> [GIVEN DATA]:
^^^^^^^^^^^^^^^^

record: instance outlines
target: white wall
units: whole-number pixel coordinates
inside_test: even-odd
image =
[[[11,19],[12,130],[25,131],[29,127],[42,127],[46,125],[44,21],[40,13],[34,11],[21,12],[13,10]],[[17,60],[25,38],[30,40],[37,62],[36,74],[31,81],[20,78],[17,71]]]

^^^^^^^^^^^^^^^^

> [REQUIREMENTS]: Render the material above as a numbered list, one line per item, omitting any blank lines.

> [RESULT OF THE TASK]:
1. record: instance outlines
2. target: white wall
3. units: whole-number pixel coordinates
4. inside_test: even-odd
5. image =
6. [[[11,19],[12,130],[25,131],[29,127],[42,127],[46,125],[44,21],[40,13],[34,11],[21,12],[13,10]],[[17,60],[25,38],[30,40],[37,62],[36,74],[31,81],[20,78],[17,71]]]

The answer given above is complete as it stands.